List of tasks —
A. In the Rita Moreno piece, copy the passage from "From Humacao to" up to and including "is real countryside.", replacing "countryside" with "farmland".
B. According to the Rita Moreno piece, which two people are the only ones to have won Academy, Emmy and Tony awards for acting?

Rita Moreno: Just a Girl Who Decided to Go For It (Thirteen)

Rita Moreno: Just a Girl Who Decided to Go For It (Thirteen)

Rita Moreno: Just a Girl Who Decided to Go For It, Mariem Pérez Riera’s 2021 documentary on the Puerto Rican star’s life and career, is at at the Museum of the Moving Image in Astoria, Queens on Sun, Nov 28 at 6pm. $15. 🇵🇷

The film opened in the USA on June 18, 2021 and screened on American Masters on PBS Thirteen on Tue, Oct 5, 2021 at 9pm.

From Humacao to Hollywood

Rita Moreno: Just a Girl Who Decided to Go For It (Thirteen)

Rosa Dolores Alverío Marcano was born in Humacao, Puerto Rico on December 11, 1931. She is not a typical actress in any dimension. Humacao is on Puerto Rico’s east coast. It has beautiful beaches, great musicians, and a nice river with Taíno petroglyphs, but is real countryside.

It’s very unlikely that a country girl would go on to win the big four American entertainment awards: an Emmy, a Grammy, an Oscar and a Tony. Furthermore, only Rita Moreno and Helen Hayes have won Academy, Emmy and Tony awards for acting. She has also been recognized with America’s highest civilian honor, the Presidential Medal of Freedom and more.

Dataset —
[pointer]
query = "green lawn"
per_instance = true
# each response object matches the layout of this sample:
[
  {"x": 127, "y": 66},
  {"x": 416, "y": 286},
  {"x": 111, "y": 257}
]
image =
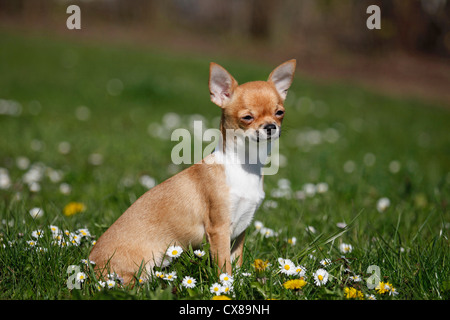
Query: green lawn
[{"x": 84, "y": 122}]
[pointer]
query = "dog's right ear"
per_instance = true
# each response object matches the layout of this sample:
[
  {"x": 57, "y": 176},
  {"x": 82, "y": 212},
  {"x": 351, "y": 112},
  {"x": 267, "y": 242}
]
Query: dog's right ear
[{"x": 221, "y": 85}]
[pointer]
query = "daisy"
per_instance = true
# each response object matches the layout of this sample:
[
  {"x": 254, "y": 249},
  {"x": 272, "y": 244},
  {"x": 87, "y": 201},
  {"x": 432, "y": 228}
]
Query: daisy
[
  {"x": 292, "y": 241},
  {"x": 261, "y": 265},
  {"x": 188, "y": 282},
  {"x": 36, "y": 213},
  {"x": 226, "y": 279},
  {"x": 31, "y": 243},
  {"x": 295, "y": 284},
  {"x": 286, "y": 266},
  {"x": 84, "y": 232},
  {"x": 81, "y": 276},
  {"x": 199, "y": 253},
  {"x": 110, "y": 284},
  {"x": 170, "y": 276},
  {"x": 300, "y": 271},
  {"x": 382, "y": 287},
  {"x": 100, "y": 285},
  {"x": 216, "y": 288},
  {"x": 352, "y": 293},
  {"x": 37, "y": 234},
  {"x": 383, "y": 204},
  {"x": 174, "y": 251},
  {"x": 355, "y": 278},
  {"x": 325, "y": 262},
  {"x": 320, "y": 277},
  {"x": 345, "y": 248},
  {"x": 54, "y": 229}
]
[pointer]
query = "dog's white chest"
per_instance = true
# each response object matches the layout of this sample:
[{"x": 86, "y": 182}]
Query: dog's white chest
[{"x": 245, "y": 196}]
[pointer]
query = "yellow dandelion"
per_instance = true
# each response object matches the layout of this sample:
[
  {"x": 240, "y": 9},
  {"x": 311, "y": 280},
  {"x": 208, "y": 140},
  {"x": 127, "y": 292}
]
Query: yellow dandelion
[
  {"x": 352, "y": 293},
  {"x": 73, "y": 208},
  {"x": 295, "y": 284}
]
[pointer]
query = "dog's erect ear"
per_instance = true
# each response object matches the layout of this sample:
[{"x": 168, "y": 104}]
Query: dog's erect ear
[
  {"x": 282, "y": 77},
  {"x": 221, "y": 84}
]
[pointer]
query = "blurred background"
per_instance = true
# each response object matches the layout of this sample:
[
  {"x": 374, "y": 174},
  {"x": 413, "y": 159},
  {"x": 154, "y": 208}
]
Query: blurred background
[{"x": 408, "y": 56}]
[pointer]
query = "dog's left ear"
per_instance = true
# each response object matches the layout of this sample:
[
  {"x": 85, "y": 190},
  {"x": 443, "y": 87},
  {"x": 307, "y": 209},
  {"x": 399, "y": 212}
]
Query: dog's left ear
[{"x": 282, "y": 77}]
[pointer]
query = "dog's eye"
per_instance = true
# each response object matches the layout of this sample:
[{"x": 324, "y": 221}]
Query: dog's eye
[{"x": 279, "y": 113}]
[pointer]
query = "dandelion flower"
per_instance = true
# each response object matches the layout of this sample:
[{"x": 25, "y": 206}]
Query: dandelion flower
[
  {"x": 286, "y": 266},
  {"x": 188, "y": 282},
  {"x": 199, "y": 253},
  {"x": 226, "y": 279},
  {"x": 352, "y": 293},
  {"x": 320, "y": 277},
  {"x": 295, "y": 284},
  {"x": 174, "y": 251},
  {"x": 216, "y": 288},
  {"x": 73, "y": 208},
  {"x": 345, "y": 248}
]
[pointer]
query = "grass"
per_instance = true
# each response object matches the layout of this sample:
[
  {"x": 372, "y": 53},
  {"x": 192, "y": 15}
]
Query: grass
[{"x": 363, "y": 146}]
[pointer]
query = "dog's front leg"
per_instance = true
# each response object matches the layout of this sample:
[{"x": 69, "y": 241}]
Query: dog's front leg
[{"x": 219, "y": 241}]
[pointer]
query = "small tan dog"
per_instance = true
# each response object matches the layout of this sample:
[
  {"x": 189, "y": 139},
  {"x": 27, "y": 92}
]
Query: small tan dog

Per-task outputs —
A.
From Humacao to Hollywood

Rita Moreno: Just a Girl Who Decided to Go For It (Thirteen)

Rosa Dolores Alverío Marcano was born in Humacao, Puerto Rico on December 11, 1931. She is not a typical actress in any dimension. Humacao is on Puerto Rico’s east coast. It has beautiful beaches, great musicians, and a nice river with Taíno petroglyphs, but is real farmland.

B. Rita Moreno and Helen Hayes.